_What is asked_
Rewrite the lines below, swapping "one per instance" for "one for each occurrence" wherever it appears and leaving everything else untouched.
--- Input records ---
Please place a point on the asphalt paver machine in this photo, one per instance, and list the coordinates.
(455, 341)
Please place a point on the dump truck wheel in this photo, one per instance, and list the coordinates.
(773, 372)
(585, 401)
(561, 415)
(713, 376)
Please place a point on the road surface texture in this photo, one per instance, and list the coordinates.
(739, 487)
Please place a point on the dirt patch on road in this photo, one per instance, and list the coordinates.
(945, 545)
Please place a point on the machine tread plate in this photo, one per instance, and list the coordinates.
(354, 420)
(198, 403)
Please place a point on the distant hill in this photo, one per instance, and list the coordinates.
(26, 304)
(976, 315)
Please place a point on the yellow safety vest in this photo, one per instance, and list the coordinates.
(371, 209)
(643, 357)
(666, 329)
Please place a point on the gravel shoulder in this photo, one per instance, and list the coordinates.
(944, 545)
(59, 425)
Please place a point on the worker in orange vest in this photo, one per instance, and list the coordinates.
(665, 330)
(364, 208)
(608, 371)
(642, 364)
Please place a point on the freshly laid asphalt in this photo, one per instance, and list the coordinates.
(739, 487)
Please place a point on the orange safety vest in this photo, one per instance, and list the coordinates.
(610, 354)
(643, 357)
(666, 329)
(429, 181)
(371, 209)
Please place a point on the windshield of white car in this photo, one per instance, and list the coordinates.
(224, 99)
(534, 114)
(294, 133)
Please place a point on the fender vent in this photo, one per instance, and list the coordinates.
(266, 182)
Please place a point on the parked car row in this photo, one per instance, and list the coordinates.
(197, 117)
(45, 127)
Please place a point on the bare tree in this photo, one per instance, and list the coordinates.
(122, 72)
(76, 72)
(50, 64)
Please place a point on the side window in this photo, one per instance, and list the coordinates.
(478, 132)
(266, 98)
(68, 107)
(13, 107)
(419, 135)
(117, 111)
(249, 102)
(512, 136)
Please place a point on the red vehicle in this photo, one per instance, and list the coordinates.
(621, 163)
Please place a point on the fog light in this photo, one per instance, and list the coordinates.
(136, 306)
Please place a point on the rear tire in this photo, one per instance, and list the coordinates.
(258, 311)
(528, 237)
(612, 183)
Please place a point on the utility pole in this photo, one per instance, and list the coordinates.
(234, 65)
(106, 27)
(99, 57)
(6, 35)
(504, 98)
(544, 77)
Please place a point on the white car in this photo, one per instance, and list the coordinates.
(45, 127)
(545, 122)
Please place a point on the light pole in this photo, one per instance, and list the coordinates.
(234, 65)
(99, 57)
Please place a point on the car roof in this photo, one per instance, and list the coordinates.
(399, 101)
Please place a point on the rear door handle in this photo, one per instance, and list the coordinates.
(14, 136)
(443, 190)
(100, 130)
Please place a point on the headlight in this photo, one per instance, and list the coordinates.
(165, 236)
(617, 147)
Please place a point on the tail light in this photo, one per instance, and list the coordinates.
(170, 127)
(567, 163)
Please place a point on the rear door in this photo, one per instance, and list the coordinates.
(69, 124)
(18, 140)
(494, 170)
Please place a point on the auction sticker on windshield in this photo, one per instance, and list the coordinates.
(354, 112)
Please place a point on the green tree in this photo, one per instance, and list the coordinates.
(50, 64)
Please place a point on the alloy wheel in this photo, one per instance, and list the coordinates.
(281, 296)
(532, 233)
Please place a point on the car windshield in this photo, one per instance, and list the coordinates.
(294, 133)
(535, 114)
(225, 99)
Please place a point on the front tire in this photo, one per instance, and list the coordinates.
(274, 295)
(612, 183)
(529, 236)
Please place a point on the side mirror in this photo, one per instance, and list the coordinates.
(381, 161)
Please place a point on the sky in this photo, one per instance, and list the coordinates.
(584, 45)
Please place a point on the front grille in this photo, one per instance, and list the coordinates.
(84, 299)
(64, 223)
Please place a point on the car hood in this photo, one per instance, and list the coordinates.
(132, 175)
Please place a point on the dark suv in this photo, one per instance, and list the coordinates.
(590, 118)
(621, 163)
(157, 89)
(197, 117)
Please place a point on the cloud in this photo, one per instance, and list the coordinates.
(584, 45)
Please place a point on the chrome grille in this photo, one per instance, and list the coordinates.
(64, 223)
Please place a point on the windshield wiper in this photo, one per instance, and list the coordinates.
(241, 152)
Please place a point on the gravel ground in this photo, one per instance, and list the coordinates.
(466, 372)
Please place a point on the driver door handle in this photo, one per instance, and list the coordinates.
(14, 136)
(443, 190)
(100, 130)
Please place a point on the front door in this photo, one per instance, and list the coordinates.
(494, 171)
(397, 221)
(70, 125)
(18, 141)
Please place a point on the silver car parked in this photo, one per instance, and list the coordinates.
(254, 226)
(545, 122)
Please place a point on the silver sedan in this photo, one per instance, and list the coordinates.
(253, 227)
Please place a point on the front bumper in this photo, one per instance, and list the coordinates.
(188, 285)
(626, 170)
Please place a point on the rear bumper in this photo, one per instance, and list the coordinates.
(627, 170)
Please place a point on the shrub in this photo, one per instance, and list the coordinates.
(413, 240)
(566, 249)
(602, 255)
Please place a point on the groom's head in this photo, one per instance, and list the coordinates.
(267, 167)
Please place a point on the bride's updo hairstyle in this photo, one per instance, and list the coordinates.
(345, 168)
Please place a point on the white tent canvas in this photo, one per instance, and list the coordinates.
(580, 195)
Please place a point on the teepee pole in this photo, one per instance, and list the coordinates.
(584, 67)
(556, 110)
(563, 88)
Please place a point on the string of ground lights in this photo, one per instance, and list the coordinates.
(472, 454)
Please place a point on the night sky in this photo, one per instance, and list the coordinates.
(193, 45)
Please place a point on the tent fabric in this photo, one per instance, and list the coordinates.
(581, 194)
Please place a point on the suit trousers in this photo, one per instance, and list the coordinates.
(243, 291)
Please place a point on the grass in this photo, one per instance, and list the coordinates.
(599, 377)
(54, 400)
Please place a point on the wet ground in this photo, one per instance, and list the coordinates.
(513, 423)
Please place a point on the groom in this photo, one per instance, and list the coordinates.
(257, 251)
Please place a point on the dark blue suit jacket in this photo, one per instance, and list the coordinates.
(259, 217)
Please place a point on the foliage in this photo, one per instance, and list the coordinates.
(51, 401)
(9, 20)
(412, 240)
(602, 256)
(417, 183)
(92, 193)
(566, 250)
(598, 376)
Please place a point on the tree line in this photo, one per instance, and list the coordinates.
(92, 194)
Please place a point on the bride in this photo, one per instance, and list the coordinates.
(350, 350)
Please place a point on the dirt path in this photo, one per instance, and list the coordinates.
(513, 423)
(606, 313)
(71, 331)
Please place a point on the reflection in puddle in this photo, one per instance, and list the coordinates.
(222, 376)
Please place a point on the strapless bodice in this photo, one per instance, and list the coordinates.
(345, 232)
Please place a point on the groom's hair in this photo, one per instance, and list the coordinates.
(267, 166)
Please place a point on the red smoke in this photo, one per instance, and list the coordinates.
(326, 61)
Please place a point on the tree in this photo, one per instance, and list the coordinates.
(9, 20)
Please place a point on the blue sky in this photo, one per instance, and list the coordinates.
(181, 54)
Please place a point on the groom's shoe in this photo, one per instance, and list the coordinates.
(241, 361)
---
_Output below_
Please place a point on the asphalt paver machine in this photo, one for each occurrence, and list the coordinates.
(455, 341)
Please place a point on the dump truck wheel in this photo, one for each occurrence, and list the coordinates.
(773, 372)
(585, 401)
(561, 415)
(713, 376)
Please place a point on the road surface texture in this photo, one for each occurrence, and list the coordinates.
(739, 487)
Please place a point on the dirt patch on road in this photo, one for each occurrence, and list the coordinates.
(945, 545)
Please place a point on the machine tread plate in this photo, one for each occurrence, and list the coordinates.
(354, 420)
(198, 403)
Please place a point on the distant hill in this photo, one for each occurrence, and list the coordinates.
(26, 304)
(976, 315)
Please place a point on the yellow safety vest in this photo, one for each occurrence, and list the coordinates.
(371, 209)
(643, 357)
(666, 329)
Please place a point on the gravel shoulder in this photo, one for each occurrence, and list the coordinates.
(944, 545)
(59, 425)
Please place a point on the worker in orange vest in this photo, one for each occurrence, and list the coordinates.
(665, 330)
(364, 208)
(608, 371)
(642, 364)
Please place a point on the freshly laid asphalt in this photo, one for each occurrence, and list the coordinates.
(739, 487)
Please place a point on the orange safety vest in this photo, one for each occurrence, and list the coordinates.
(610, 354)
(643, 357)
(666, 329)
(429, 181)
(371, 209)
Please place a point on the windshield of white car in this photo, one for each occurrence, and list the coordinates.
(224, 99)
(534, 114)
(294, 133)
Please place a point on the fender vent in this photo, one for each occurrence, and list the coordinates.
(266, 182)
Please place a point on the parked car row in this photo, one for each occurrence, and list the coordinates.
(197, 117)
(45, 127)
Please place a point on the bare tree in this photo, one for each occurrence, and list the coordinates.
(122, 72)
(76, 72)
(50, 64)
Please place a point on the side window in this photo, one for each occurrence, and list the coordinates.
(478, 132)
(266, 98)
(68, 107)
(13, 107)
(419, 135)
(117, 111)
(249, 102)
(512, 136)
Please place a point on the red vehicle in this photo, one for each occurrence, and list the coordinates.
(621, 163)
Please place a point on the fog light in this photo, one for each occurrence, and list the coordinates.
(136, 306)
Please place a point on the rear tire in this photo, one for each occurrence, and list the coordinates.
(258, 311)
(528, 237)
(612, 183)
Please place a point on the utility pole in this photo, one for each occurrence, and list the coordinates.
(234, 65)
(106, 27)
(99, 57)
(6, 35)
(504, 98)
(544, 77)
Please place a point on the white car in this photo, one for each occurrence, and list the coordinates.
(45, 127)
(545, 122)
Please place a point on the light pole in this photo, one for each occurrence, and list the coordinates.
(234, 65)
(99, 57)
Please place a point on the car roof in this photo, one for each occurrence, and list the coordinates.
(399, 101)
Please place a point on the rear door handle in this photo, one for each occurrence, and list the coordinates.
(14, 136)
(443, 190)
(100, 130)
Please place a point on the headlight in this photo, one for each occurrence, and list the coordinates.
(165, 236)
(617, 147)
Please place a point on the tail light in this photo, one for each occurrence, and list the coordinates.
(170, 127)
(567, 163)
Please place a point on the rear door in this photo, one for each occurrence, and list the coordinates.
(69, 124)
(18, 140)
(494, 170)
Please place a point on the auction sticker on windshield in this photo, one for each occurrence, and list the coordinates.
(354, 112)
Please place a point on the green tree in this photo, one for each occurrence, and list the coordinates.
(50, 64)
Please place a point on the alloy wheel in this photo, one for each occurrence, and list the coordinates.
(281, 296)
(532, 233)
Please place a point on the car windshield in this photo, one for each occurrence, and list the coordinates.
(294, 133)
(535, 114)
(225, 99)
Please place a point on the front tire in this photo, one for each occurrence, and list the coordinates.
(274, 295)
(612, 183)
(529, 236)
Please place a point on the side mirror in this photo, one for each occurrence, and list the coordinates.
(381, 161)
Please place a point on the sky in this photo, one for each occurrence, and list the coordinates.
(584, 45)
Please place a point on the front grille in this photo, one for each occurrence, and list the coordinates.
(84, 299)
(64, 223)
Please place a point on the car hood in this photo, one for each occurrence, and list the coordinates.
(132, 175)
Please place a point on the dark suv in this photo, one for each occurrence, and list the coordinates.
(590, 118)
(621, 163)
(157, 89)
(197, 117)
Please place a point on the cloud in this photo, one for each occurrence, and list the coordinates.
(584, 45)
Please place a point on the chrome grille in this photo, one for each occurrence, and list the coordinates.
(64, 223)
Please place a point on the windshield wiper in this photo, one for each occurrence, and list the coordinates.
(241, 152)
Please place a point on the gravel ground in this photo, one for each occurrence, and list the coordinates.
(466, 372)
Please place a point on the driver door handle in this photo, one for each occurrence, and list the coordinates.
(14, 136)
(443, 190)
(100, 130)
Please place a point on the front door in this photo, one for each occurrence, and list the coordinates.
(494, 171)
(397, 221)
(70, 125)
(18, 141)
Please place a point on the silver car parked in this photo, one for each occurrence, and list the coordinates.
(254, 226)
(545, 122)
Please place a point on the silver sedan in this photo, one for each occurrence, and list the coordinates.
(253, 227)
Please place a point on the front bumper in this photo, one for each occurrence, and list the coordinates.
(188, 285)
(626, 170)
Please place a point on the rear bumper in this photo, one for each occurrence, and list the coordinates.
(627, 170)
Please place a point on the shrub in this photo, one for each occurrence, and list the coordinates.
(413, 240)
(566, 249)
(602, 255)
Please place a point on the groom's head in this photo, one for each occurrence, and list the coordinates.
(267, 167)
Please place a point on the bride's updo hairstyle in this photo, one for each occurrence, and list the coordinates.
(345, 168)
Please place a point on the white tent canvas in this photo, one for each occurrence, and list the coordinates.
(580, 195)
Please place a point on the teepee pole in this photo, one for each occurrence, and list the coordinates.
(584, 67)
(556, 110)
(563, 88)
Please place a point on the string of ground lights in this photo, one for each occurrence, and list the coordinates.
(472, 454)
Please place a point on the night sky in this photo, one for each occurrence, and list the coordinates.
(193, 45)
Please place a point on the tent fabric in this photo, one for each occurrence, and list the coordinates.
(581, 194)
Please place a point on the suit trousers in this photo, one for each occurrence, and list the coordinates.
(243, 291)
Please place a point on the grass in this photo, one for each occurrence, and list the coordinates.
(599, 377)
(54, 400)
Please place a point on the wet ground in this photo, one for each occurrence, and list the coordinates.
(513, 423)
Please place a point on the groom in this photo, one for each occurrence, and list the coordinates.
(257, 251)
Please place a point on the dark blue suit jacket in this photo, one for each occurrence, and list the coordinates.
(259, 217)
Please place a point on the foliage in this photo, one for each occurrence, and list the coordinates.
(51, 401)
(9, 20)
(412, 240)
(602, 256)
(417, 183)
(92, 193)
(566, 250)
(598, 376)
Please place a point on the tree line in this photo, one for each occurrence, and list the coordinates.
(92, 194)
Please place a point on the bride in this photo, one for each occurrence, and list the coordinates.
(350, 350)
Please place a point on the dirt path in this photo, one for each occurrence, and list the coordinates.
(513, 423)
(606, 313)
(71, 331)
Please place a point on the reflection in puddle in this photo, one for each occurrence, and list the coordinates.
(222, 376)
Please place a point on the strapless bodice in this photo, one for each occurrence, and list the coordinates.
(345, 232)
Please place a point on the groom's hair in this photo, one for each occurrence, and list the coordinates.
(267, 166)
Please place a point on the red smoke in this photo, one for each occurrence, and list the coordinates.
(326, 61)
Please place a point on the tree in this photo, one for each occurrence, and list the coordinates.
(9, 20)
Please place a point on the blue sky in this photo, one for each occurrence, and list the coordinates.
(181, 54)
Please place a point on the groom's shoe in this photo, one for each occurrence, and list the coordinates.
(241, 361)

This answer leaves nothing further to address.